Could you write out the records below exactly as they appear?

### Record extracts

__________

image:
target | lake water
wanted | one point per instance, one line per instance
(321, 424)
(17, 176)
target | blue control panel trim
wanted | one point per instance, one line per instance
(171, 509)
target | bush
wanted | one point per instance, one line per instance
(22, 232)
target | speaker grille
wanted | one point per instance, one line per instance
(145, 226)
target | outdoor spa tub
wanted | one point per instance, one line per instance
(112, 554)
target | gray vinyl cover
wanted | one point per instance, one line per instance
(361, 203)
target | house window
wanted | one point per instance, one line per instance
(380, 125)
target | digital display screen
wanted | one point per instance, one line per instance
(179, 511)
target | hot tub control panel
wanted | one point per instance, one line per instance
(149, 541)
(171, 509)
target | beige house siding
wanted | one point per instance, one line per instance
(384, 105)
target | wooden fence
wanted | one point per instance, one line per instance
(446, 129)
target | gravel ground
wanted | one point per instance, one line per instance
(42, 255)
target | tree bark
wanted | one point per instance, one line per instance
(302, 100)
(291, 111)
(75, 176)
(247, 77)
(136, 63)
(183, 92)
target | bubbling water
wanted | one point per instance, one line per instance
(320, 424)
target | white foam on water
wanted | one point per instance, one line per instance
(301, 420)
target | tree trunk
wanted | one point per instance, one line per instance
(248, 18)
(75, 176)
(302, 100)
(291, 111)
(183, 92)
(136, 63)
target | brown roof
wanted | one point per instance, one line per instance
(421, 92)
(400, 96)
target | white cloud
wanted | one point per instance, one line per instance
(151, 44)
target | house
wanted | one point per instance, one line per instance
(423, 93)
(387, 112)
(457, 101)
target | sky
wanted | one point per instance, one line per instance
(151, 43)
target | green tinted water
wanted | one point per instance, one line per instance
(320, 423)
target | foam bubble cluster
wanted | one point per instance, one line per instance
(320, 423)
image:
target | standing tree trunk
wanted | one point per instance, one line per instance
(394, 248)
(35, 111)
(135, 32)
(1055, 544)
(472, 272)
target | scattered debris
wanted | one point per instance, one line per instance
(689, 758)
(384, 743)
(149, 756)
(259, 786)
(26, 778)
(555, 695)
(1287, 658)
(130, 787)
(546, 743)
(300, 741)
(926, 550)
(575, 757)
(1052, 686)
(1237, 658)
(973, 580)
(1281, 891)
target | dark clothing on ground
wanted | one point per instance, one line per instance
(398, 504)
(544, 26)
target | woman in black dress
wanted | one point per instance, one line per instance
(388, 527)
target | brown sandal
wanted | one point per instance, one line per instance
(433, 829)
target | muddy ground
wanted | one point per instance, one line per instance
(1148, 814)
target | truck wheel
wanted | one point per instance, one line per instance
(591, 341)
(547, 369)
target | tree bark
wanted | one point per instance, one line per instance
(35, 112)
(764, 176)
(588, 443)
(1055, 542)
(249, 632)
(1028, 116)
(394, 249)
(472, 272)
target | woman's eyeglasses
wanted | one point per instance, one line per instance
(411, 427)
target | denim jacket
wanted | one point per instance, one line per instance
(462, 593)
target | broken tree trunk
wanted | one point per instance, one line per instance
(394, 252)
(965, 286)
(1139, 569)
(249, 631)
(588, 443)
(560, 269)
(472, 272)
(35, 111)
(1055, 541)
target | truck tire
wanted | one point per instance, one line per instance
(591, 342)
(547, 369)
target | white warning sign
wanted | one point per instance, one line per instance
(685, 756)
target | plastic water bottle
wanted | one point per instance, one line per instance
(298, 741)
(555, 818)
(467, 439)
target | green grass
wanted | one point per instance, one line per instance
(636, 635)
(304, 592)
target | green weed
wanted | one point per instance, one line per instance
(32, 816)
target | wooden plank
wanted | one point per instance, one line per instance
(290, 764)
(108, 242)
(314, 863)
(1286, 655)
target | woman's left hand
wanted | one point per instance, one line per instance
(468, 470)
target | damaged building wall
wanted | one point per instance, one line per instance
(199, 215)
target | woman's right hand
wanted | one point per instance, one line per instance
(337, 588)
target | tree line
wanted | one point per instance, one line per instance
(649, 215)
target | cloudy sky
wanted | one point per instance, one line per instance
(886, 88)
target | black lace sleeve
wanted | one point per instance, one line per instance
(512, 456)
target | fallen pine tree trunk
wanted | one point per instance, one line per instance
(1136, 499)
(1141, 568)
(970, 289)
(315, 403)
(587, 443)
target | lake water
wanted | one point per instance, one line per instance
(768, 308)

__________

### Solved problem
image:
target | lake water
wanted | one point per instance, one line per instance
(321, 424)
(17, 176)
target | blue control panel trim
wanted | one point per instance, one line per instance
(171, 509)
target | bush
wanted | one point per instance, one line per instance
(22, 232)
target | speaker grille
wanted | one point per instance, one line per instance
(145, 226)
target | outdoor spa tub
wanted | one point per instance, one line per instance
(112, 554)
target | gray vinyl cover
wanted | one point per instance, one line per instance
(361, 203)
target | house window
wanted | one point per instance, one line per instance
(380, 125)
target | digital display screen
wanted | one point per instance, one line per instance
(179, 511)
target | hot tub control panel
wanted | one point per instance, one line per instance
(149, 541)
(171, 509)
target | beige house siding
wanted | one point per instance, one line per instance
(384, 105)
target | wooden fence
wanted | one point per instance, one line per instance
(446, 129)
target | gravel ground
wanted | one point per instance, one line per instance
(42, 255)
target | tree bark
wanted | one point per instance, one line per instance
(302, 100)
(291, 111)
(75, 176)
(247, 77)
(136, 63)
(183, 92)
target | bubbling water
wanted | one point per instance, one line per instance
(320, 424)
target | white foam on water
wanted | one point per instance, one line per instance
(301, 420)
target | tree trunk
wanted | one point per instance, one line per instance
(248, 18)
(75, 176)
(302, 100)
(291, 111)
(183, 92)
(136, 63)
target | brown roof
wanted | one point per instance, one line per instance
(421, 92)
(400, 96)
target | white cloud
wanted | one point per instance, one line per instance
(151, 44)
target | house
wanted | one point per instance, one line per instance
(423, 93)
(387, 112)
(457, 101)
target | sky
wanted | one point per instance, one line per instance
(151, 43)
target | green tinted water
wanted | one point per instance, one line per instance
(320, 423)
target | foam bubble cluster
wanted | one point per instance, one line per instance
(320, 423)
image:
target | standing tree trunk
wanted | one point per instance, one line per instance
(394, 248)
(35, 111)
(135, 32)
(1055, 544)
(472, 272)
target | scattered debris
wanted | one point per instance, one line per instance
(689, 758)
(384, 743)
(149, 756)
(259, 786)
(26, 778)
(555, 695)
(1287, 658)
(130, 787)
(546, 743)
(300, 741)
(926, 550)
(575, 757)
(1052, 686)
(1237, 658)
(973, 580)
(1281, 891)
target | dark clothing on ground
wanted | one point per instance, one line per instance
(398, 504)
(544, 26)
target | woman in black dress
wanted | one point per instance, one line per instance
(388, 527)
target | brown sandal
wanted | one point per instance, one line per instance
(433, 829)
target | muddy ground
wanted | one point per instance, one line per instance
(1148, 814)
target | truck wheel
wanted | one point per instance, one line per instance
(591, 341)
(547, 369)
target | tree bark
wanted | one point per instance, one line per instance
(35, 112)
(764, 176)
(588, 443)
(1055, 542)
(249, 632)
(1028, 116)
(394, 249)
(472, 272)
target | woman's eyeglasses
wanted | one point per instance, one line per instance
(411, 427)
target | denim jacket
wanted | one point per instance, one line per instance
(462, 593)
target | broken tree trunk
wanted | one point per instance, one line per instance
(394, 252)
(965, 286)
(1139, 569)
(249, 631)
(588, 443)
(560, 269)
(472, 272)
(35, 111)
(1055, 541)
target | truck tire
wanted | one point per instance, one line per instance
(591, 342)
(547, 369)
target | white warning sign
wanted | one point per instance, one line per instance
(685, 756)
target | plastic water bottle
wanted | one point per instance, one line per instance
(298, 741)
(555, 818)
(467, 439)
target | green grass
wanted | one point per instance, one line per instance
(636, 635)
(304, 592)
target | green weed
wanted | one point per instance, one line per instance
(32, 816)
target | wooden plank
wanted | one point per instance, one line per instance
(290, 764)
(108, 242)
(314, 863)
(1286, 655)
target | woman's left hand
wanted | one point per instance, one line per instance
(468, 470)
target | damaged building wall
wanted | one point per instance, one line per instance
(199, 215)
target | woman's right hand
wanted | one point per instance, one line per instance
(337, 588)
target | tree line
wanted | one point per instance, one line per instance
(649, 215)
target | cloudy sky
wanted | one point per instance, one line per instance
(886, 88)
target | black lace sleeve
wanted | one point per instance, one line per instance
(512, 456)
target | fallen pine tree trunk
wanted | one point per instance, one line per instance
(1136, 499)
(1141, 568)
(970, 289)
(315, 403)
(587, 443)
target | lake water
wanted | one point per instance, one line per instance
(768, 308)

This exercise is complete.